╭─ SOURCE TEXT

# Garam masala recipe



## neculae (Jun 15, 2010)

To make Garam Masala, use the following ingredients:

2 cardamom pods, seeded
1 teaspoon whole cloves
30 whole peppercorns
2 teaspoons whole cumin seed
1 2-inch piece cinnamon stick
1 teaspoon coriander seeds
1/2 teaspoon ground nutmeg

The best method for making garam masala is to toast and then grind the ingredients. This is accomplished by placing the seed ingredients one at a time in a pan over medium high heat, and shaking them until they just begin to smoke and release their distinctive aromas. It will take approximately 1-3 minutes. Be sure not to burn the seeds!

Place the toasted ingredients in a spice mill, and grind to a fairly fine mixture. The garam masala can then be stored in a tightly sealed glass jar for up to 6 months. Any time after that, and the spices will begin to lose flavor and aroma.

I use garam masala for a rub for roasted or grilled chicken and beef. The aroma and flavor are outstanding, and chicken baked or grilled will retain the excellent flavor of the garam masala.

Try garam masala today. Cooking with the spices of northern India is an experience that every adventurous chef should try!


----------



## kyheirloomer (Feb 1, 2007)

I kind of like Suvir Saran's recipe. It uses a few more ingredients, including optional miniature rosebuds, which gives it a floral undertone.

╰─
╭─ RECORDS PROVIDED

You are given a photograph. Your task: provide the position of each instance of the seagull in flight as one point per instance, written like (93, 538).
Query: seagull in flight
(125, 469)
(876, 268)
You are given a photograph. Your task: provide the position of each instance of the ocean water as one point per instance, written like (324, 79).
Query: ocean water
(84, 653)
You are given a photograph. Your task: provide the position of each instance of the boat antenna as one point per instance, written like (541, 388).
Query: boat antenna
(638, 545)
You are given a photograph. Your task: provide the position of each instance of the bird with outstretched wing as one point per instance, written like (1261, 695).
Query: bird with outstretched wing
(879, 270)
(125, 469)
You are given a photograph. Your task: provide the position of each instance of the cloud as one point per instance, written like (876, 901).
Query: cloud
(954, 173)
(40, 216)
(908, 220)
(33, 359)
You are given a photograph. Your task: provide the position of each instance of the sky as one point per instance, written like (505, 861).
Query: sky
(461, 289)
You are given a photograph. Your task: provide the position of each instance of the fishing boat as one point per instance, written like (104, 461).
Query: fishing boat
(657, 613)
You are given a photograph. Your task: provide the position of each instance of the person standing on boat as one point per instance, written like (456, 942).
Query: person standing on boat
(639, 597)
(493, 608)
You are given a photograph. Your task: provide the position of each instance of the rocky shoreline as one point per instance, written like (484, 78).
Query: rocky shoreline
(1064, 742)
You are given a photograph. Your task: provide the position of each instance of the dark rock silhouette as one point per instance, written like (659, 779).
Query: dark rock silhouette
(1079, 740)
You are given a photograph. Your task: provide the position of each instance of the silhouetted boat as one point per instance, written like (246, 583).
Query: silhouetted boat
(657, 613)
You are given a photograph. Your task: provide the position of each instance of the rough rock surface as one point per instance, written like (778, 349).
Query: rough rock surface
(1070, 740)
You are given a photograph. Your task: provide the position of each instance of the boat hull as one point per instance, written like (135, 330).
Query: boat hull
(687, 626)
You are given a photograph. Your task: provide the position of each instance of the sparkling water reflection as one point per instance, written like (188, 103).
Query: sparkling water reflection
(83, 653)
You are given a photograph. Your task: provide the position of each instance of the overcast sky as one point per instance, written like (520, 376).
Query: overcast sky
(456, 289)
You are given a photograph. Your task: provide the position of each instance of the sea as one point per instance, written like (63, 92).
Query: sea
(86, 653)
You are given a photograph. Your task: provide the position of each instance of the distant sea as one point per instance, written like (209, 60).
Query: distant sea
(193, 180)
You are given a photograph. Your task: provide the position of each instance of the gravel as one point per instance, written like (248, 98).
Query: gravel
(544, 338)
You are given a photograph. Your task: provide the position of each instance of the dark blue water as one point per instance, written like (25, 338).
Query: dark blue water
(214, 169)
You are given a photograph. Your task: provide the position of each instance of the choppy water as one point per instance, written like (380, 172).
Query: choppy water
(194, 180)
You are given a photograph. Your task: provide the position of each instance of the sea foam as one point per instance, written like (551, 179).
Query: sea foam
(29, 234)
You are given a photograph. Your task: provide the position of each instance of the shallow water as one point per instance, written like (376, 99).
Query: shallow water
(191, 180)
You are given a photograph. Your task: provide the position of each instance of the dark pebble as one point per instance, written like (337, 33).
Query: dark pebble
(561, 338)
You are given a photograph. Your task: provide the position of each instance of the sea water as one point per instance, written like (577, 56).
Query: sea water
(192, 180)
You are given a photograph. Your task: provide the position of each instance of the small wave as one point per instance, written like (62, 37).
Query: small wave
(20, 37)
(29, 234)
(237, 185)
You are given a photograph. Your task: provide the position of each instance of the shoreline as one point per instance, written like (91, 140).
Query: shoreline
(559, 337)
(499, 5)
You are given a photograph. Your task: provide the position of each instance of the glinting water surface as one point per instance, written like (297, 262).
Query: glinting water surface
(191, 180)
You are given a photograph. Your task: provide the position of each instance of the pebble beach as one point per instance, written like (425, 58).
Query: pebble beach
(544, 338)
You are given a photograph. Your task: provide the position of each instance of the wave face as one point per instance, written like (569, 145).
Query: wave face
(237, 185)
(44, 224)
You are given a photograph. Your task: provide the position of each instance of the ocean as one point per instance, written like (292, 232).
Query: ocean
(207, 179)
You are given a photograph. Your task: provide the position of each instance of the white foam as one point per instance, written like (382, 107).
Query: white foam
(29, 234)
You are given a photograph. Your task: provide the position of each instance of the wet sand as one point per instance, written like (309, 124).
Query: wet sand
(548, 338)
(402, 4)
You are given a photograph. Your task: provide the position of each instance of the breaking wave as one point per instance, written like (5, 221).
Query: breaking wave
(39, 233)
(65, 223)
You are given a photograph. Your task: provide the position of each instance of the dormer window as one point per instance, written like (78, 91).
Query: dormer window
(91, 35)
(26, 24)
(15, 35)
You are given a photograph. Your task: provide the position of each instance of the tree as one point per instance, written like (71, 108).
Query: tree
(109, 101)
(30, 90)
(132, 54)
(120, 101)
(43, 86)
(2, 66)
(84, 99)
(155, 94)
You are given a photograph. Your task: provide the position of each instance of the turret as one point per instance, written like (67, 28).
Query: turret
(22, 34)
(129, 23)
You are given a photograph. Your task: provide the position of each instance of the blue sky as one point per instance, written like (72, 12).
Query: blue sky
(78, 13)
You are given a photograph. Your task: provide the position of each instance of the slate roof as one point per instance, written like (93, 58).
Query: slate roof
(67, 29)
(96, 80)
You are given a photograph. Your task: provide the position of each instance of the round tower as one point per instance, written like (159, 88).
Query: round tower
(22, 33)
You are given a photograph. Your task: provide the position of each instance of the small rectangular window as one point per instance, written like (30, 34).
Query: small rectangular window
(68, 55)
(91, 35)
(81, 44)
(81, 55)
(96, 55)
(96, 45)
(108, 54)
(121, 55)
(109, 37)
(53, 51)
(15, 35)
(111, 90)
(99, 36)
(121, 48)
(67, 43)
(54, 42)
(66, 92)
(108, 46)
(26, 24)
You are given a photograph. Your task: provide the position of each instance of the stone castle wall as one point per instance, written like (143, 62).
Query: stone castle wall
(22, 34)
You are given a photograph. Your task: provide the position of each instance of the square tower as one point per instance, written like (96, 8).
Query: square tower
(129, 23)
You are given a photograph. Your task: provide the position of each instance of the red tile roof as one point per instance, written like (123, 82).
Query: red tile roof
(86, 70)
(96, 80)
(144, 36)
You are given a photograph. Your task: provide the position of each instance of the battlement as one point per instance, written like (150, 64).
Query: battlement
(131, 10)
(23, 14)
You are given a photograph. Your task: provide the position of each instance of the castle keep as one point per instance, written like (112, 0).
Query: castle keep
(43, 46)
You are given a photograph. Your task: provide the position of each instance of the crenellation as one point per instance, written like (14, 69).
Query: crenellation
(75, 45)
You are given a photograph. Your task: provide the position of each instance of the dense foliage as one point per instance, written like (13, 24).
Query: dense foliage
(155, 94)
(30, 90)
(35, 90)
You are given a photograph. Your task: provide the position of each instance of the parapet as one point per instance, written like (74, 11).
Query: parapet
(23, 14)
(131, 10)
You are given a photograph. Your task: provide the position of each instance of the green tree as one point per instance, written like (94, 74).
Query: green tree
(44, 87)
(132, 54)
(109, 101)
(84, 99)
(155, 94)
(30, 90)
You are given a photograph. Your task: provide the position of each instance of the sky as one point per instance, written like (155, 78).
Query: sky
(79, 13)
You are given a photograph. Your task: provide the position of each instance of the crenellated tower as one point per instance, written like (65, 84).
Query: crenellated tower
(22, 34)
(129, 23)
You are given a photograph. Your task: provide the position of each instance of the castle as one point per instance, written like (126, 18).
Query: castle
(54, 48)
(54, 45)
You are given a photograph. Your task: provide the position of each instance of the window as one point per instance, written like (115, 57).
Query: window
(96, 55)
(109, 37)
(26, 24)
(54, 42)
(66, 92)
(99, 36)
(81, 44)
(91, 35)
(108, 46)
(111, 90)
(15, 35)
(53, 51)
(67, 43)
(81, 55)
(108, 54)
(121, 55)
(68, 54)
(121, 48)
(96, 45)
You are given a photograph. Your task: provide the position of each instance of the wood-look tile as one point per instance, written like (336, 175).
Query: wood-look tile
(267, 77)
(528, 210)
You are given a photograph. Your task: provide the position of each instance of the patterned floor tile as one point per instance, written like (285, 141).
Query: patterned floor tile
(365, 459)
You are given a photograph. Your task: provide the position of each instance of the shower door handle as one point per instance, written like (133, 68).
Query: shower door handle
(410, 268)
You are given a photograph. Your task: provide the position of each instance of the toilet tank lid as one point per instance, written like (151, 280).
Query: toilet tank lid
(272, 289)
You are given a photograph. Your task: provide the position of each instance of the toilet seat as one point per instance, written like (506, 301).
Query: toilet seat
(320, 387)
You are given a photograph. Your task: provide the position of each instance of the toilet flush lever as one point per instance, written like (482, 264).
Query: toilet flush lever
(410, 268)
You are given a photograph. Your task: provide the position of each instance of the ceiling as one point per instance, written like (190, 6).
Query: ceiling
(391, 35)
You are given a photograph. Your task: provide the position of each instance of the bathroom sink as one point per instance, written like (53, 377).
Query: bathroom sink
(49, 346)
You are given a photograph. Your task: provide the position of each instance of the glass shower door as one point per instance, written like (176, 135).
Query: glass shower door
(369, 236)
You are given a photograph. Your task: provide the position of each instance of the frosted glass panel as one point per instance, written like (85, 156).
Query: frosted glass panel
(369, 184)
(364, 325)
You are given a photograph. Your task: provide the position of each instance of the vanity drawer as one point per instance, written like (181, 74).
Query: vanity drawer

╰─

__TASK SET__.
1. Repeat the passage of the garam masala thread from "The best method" to "the garam masala.".
2. List every ingredient, with its quantity, in the recipe that neculae posted in the garam masala thread.

__WORKED SOLUTIONS__.
1.
The best method for making garam masala is to toast and then grind the ingredients. This is accomplished by placing the seed ingredients one at a time in a pan over medium high heat, and shaking them until they just begin to smoke and release their distinctive aromas. It will take approximately 1-3 minutes. Be sure not to burn the seeds!

Place the toasted ingredients in a spice mill, and grind to a fairly fine mixture. The garam masala can then be stored in a tightly sealed glass jar for up to 6 months. Any time after that, and the spices will begin to lose flavor and aroma.

I use garam masala for a rub for roasted or grilled chicken and beef. The aroma and flavor are outstanding, and chicken baked or grilled will retain the excellent flavor of the garam masala.

2.
2 cardamom pods, seeded
1 teaspoon whole cloves
30 whole peppercorns
2 teaspoons whole cumin seed
1 2-inch piece cinnamon stick
1 teaspoon coriander seeds
1/2 teaspoon ground nutmeg